──────── Selection ────────

Plumbing Terms Every Homeowner Should Know When Remodeling Their Bathroom

Kenneth Wilson

When you’re getting a remodeling project done in your home, the process can seem overwhelming. A lot of work goes into remodeling a home; you have to consider a wide range of things, such as consulting a contractor, type of materials, fixing the budget, and more. 

One of the most common projects homeowners do is a bathroom remodel. While most bathrooms are not as large as bedrooms, living rooms, or kitchens, it is still a complicated project, maybe even more complex. Aside from the design, fixtures, and furniture - which you have to handle for other rooms as well - there’s also the plumbing. 

While you probably won’t be working on the plumbing yourself, since it would be advisable to hire a plumber to do the work, it would be better if you are familiar with the terms. Here’s why:

The Importance of Knowing the Plumbing Lingo

Why is it important to know what your plumber is telling you? It’s better to at least have an idea of what your plumber communicates with you so that you won’t be out of the loop when it comes to the plumbing part of your bathroom remodel project. You don’t need to know everything there is to know about plumbing, but understanding the terms can make a huge difference. This can also give you peace of mind knowing that your plumber knows what they’re doing. Moreover, you can make sure that you’ll be spending your money on the right materials for your bathroom remodel. By communicating well with your plumber, you’ll be able to get what you want for the final layout of your bathroom and prevent misunderstandings for a smooth-running project. So, let’s go down the list of some of the plumbing terms that you should know.

────────

- _Task set_
1. In the bathroom plumbing article, which rooms are named as usually larger than bathrooms?
2. Pick up the bathroom plumbing article after its final sentence.

──────── Record extracts ────────

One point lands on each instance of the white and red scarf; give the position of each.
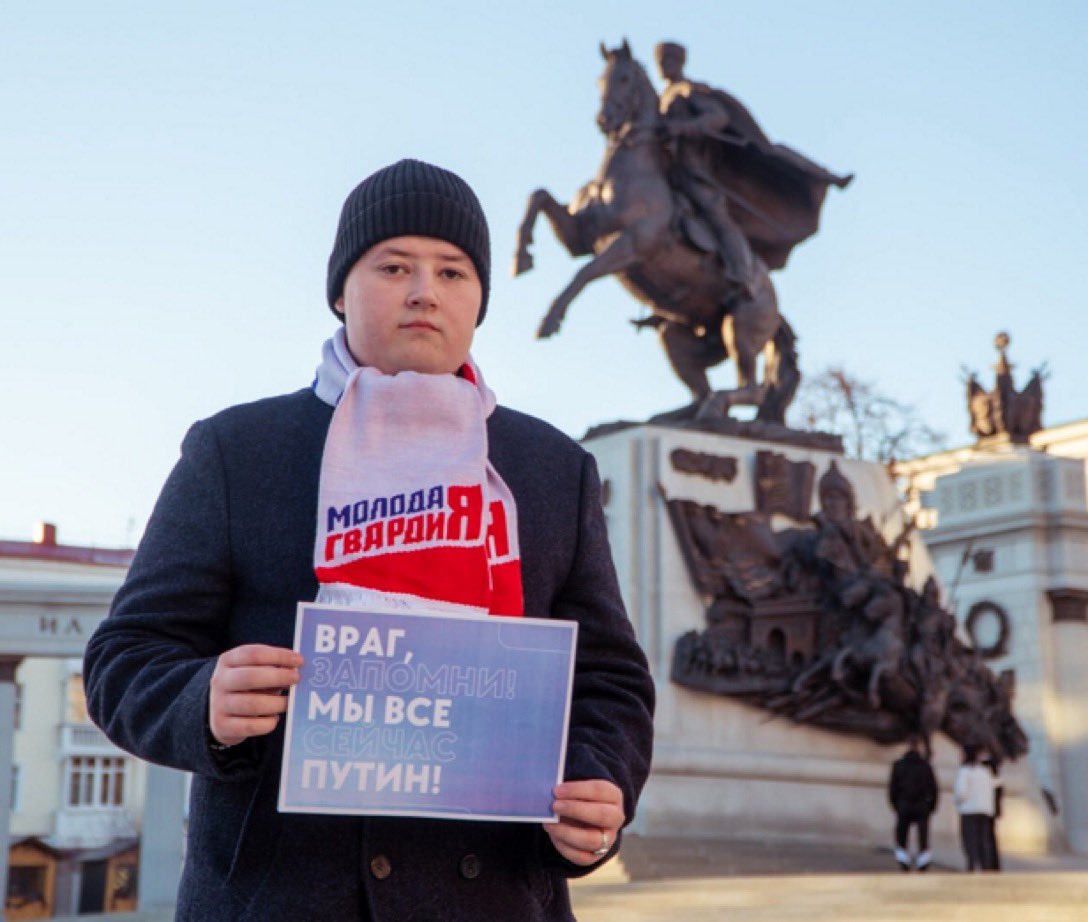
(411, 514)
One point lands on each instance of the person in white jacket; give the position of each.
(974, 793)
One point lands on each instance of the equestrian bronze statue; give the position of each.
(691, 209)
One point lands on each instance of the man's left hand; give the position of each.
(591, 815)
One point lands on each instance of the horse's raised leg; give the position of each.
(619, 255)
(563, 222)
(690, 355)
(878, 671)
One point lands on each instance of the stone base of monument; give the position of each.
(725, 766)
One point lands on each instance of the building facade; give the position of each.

────────

- _Responses_
1. Bedrooms, living rooms, and kitchens.

2.
A to Z: Plumbing Terms

Air Gap: This is the unobstructed space between a plumbing apparatus or water outlet and the flood rim level of a fixture such as a sink. It prevents contamination and backflow by blocking drain water from backing up into the clean water system.

Auger: Also called a closet or toilet auger, it is a flexible rod made out of metal or materials such as a spring which is used to remove clogs from a toilet’s trap. It has a curved end that allows it to easily maneuver into and unclog the trap.

Backflow: This refers to the flow of water in reverse of the normal direction. It is the unwanted flowing back of wastewater since it can contaminate the clean water system, becoming a potential health risk.

Backwater Valve: A type of valve used to prevent wastewater from backing up or reentering the house. It is installed on the house sewer, in case it runs full and stops sewage from going back into the home.

Ball Check Valve: Another type of valve used to prevent backflow by placing a ball on a water line which can seal against a seat to redirect the water flow in one direction. 

Brass: This plumbing term refers to your basic faucet or fixture. The background for this term is that brass is used in the manufacturing process for faucets and other types of plumbing fixtures. You may also find that brass is a type of finish for your faucets, including polished brass.

Closet Flange: Also known as the floor flange, this is a ring that connects the closet bend and anchors the toilet to the floor. It is closed with bolts, which secures the toilet.

Drain: An opening or vessel attached to a piping system that is used to transport wastewater into sewers or elsewhere for treatment, processing, or reusing. These could be open or have a protective grate, such as those used in shower or floor drains.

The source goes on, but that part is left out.